#### TASK DETAILS:
Reproduce verbatim the lines of the records below, starting with the line that contains "Look at this image and locate every instance of ceiling fan." and ending after the line that contains "xmin=329 ymin=21 xmax=365 ymax=49". Output only those lines.

#### EXERCISE MATERIAL:
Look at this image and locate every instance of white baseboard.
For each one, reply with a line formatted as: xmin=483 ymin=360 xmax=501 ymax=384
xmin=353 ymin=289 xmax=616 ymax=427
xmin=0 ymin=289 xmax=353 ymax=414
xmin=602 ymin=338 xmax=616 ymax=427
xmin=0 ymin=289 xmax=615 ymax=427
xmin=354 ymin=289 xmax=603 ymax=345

* * *

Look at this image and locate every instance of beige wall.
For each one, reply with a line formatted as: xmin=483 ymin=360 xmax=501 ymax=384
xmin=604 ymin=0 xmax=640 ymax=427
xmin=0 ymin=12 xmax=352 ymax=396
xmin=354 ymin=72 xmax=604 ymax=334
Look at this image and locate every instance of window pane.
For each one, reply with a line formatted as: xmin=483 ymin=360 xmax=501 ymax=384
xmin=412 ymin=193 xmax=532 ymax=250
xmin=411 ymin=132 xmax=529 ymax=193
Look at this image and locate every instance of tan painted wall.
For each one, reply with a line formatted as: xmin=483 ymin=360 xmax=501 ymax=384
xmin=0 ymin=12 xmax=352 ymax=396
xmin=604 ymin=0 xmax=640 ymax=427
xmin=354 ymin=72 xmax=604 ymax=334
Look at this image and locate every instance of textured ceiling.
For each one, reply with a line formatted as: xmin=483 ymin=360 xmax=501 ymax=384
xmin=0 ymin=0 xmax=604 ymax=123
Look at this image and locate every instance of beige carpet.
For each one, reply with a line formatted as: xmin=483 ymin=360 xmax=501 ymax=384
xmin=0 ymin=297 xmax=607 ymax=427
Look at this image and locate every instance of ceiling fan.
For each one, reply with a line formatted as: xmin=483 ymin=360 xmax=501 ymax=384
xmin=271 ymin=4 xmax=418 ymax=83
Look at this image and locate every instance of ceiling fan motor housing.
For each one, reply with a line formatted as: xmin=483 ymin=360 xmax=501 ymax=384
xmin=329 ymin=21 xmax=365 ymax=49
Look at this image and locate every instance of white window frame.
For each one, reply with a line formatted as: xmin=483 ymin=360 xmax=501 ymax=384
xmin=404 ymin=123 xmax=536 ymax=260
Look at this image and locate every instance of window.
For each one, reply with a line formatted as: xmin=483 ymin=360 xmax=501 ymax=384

#### ANSWER BELOW:
Look at this image and locate every instance of ceiling fan.
For each one, reply with a line formatted as: xmin=483 ymin=360 xmax=501 ymax=384
xmin=271 ymin=4 xmax=418 ymax=83
Look at this image and locate every instance of ceiling fan motor housing.
For each one, reply with a line formatted as: xmin=483 ymin=360 xmax=501 ymax=384
xmin=329 ymin=21 xmax=365 ymax=49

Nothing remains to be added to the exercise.